## EXTRACTED TEXT
#####

Btrfs' fsck tool complains about such cases with a message like the following:

    "root 331 inode 257 errors 100, file extent discount"

>From a user perspective, the expectation when a snapshot is created while those
file operations are being performed is that the snapshot will have a file that
either:

1) is empty
2) only the first write was captured
3) only the 2 writes were captured
4) both writes and the truncation were captured

But never capture a state where only the first write and the truncation were
captured (since the second write was performed before the truncation).

A test case for xfstests follows.

Signed-off-by: Filipe Manana <fdmanana@suse.com>
---

V2: Use different approach to solve the problem. Don't start and wait for all
    dellaloc to finish after every expanding truncate, instead add an additional
    flush at transaction commit time if we're doing a transaction commit that
    creates snapshots.

V3: Removed useless test condition in +wait_pending_snapshot_roots_delalloc().

V4: Use another approach that doesn't imply starting delalloc work and wait
    for it to finish at transaction commit time.

 fs/btrfs/ctree.h       |  4 ++--
 fs/btrfs/extent-tree.c | 16 +++++++++-------
 fs/btrfs/file.c        | 10 +++++-----
 fs/btrfs/inode.c       | 47 ++++++++++++++++++++++++++++++++++++++++-------
 fs/btrfs/ioctl.c       |  7 ++++---
 5 files changed, 60 insertions(+), 24 deletions(-)

diff --git a/fs/btrfs/ctree.h b/fs/btrfs/ctree.h
index b72b358..36f82ba 100644
--- a/fs/btrfs/ctree.h
+++ b/fs/btrfs/ctree.h
@@ -3427,8 +3427,8 @@ int btrfs_init_space_info(struct btrfs_fs_info *fs_info);
 int btrfs_delayed_refs_qgroup_accounting(struct btrfs_trans_handle *trans,
 					 struct btrfs_fs_info *fs_info);
 int __get_raid_index(u64 flags);
-int btrfs_start_nocow_write(struct btrfs_root *root);
-void btrfs_end_nocow_write(struct btrfs_root *root);
+int btrfs_start_write_no_snapshoting(struct btrfs_root *root);
+void btrfs_end_write_no_snapshoting(struct btrfs_root *root);
 /* ctree.c */
 int btrfs_bin_search(struct extent_buffer *eb, struct btrfs_key *key,
 		     int level, int *slot);
diff --git a/fs/btrfs/extent-tree.c b/fs/btrfs/extent-tree.c
index a84e00d..9ba886c 100644
--- a/fs/btrfs/extent-tree.c
+++ b/fs/btrfs/extent-tree.c
@@ -9657,12 +9657,14 @@ int btrfs_trim_fs(struct btrfs_root *root, struct fstrim_range *range)
 }
 
 /*
- * btrfs_{start,end}_write() is similar to mnt_{want, drop}_write(),
- * they are used to prevent the some tasks writing data into the page cache
- * by nocow before the subvolume is snapshoted, but flush the data into
- * the disk after the snapshot creation.

#####

## DATA LINES

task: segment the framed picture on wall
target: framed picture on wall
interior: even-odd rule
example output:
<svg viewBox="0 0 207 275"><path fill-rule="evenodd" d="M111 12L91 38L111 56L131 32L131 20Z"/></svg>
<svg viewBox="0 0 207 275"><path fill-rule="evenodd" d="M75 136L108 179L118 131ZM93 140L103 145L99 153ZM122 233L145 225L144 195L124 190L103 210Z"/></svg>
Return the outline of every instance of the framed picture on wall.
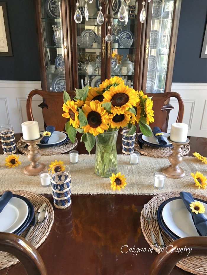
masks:
<svg viewBox="0 0 207 275"><path fill-rule="evenodd" d="M0 55L12 55L6 3L0 2Z"/></svg>

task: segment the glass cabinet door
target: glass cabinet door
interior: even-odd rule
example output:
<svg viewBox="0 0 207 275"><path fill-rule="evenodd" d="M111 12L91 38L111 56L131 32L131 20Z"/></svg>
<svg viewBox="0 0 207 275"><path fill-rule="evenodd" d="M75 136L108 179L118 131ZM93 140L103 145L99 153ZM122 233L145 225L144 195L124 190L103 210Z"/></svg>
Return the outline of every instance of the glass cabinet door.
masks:
<svg viewBox="0 0 207 275"><path fill-rule="evenodd" d="M174 0L153 0L151 24L146 92L165 92Z"/></svg>
<svg viewBox="0 0 207 275"><path fill-rule="evenodd" d="M60 0L41 0L42 43L48 91L66 90Z"/></svg>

#####

## GIVEN EXERCISE
Write the next part of the Btrfs snapshot patch, the text above the data, picking up after its final line.

## ANSWER TO THE PROBLEM
+ * btrfs_{start,end}_write_no_snapshoting() are similar to
+ * mnt_{want,drop}_write(), they are used to prevent some tasks from writing
+ * data into the page cache through nocow before the subvolume is snapshoted,
+ * but flush the data into disk after the snapshot creation, or to prevent
+ * operations while snapshoting is ongoing and that cause the snapshot to be
+ * inconsistent (writes followed by expanding truncates for example).
  */
-void btrfs_end_nocow_write(struct btrfs_root *root)
+void btrfs_end_write_no_snapshoting(struct btrfs_root *root)
 {
 	percpu_counter_dec(&root->subv_writers->counter);
 	/*
@@ -9674,7 +9676,7 @@ void btrfs_end_nocow_write(struct btrfs_root *root)
 		wake_up(&root->subv_writers->wait);
 }
 
-int btrfs_start_nocow_write(struct btrfs_root *root)
+int btrfs_start_write_no_snapshoting(struct btrfs_root *root)
 {
 	if (atomic_read(&root->will_be_snapshoted))
 		return 0;
@@ -9685,7 +9687,7 @@ int btrfs_start_nocow_write(struct btrfs_root *root)
 	 */
 	smp_mb();
 	if (atomic_read(&root->will_be_snapshoted)) {
-		btrfs_end_nocow_write(root);
+		btrfs_end_write_no_snapshoting(root);
 		return 0;
 	}
 	return 1;
diff --git a/fs/btrfs/file.c b/fs/btrfs/file.c
index 0fbf0e7..e409025 100644
--- a/fs/btrfs/file.c
+++ b/fs/btrfs/file.c
@@ -1428,7 +1428,7 @@ static noinline int check_can_nocow(struct inode *inode, loff_t pos,
 	u64 num_bytes;
 	int ret;
 
-	ret = btrfs_start_nocow_write(root);
+	ret = btrfs_start_write_no_snapshoting(root);
 	if (!ret)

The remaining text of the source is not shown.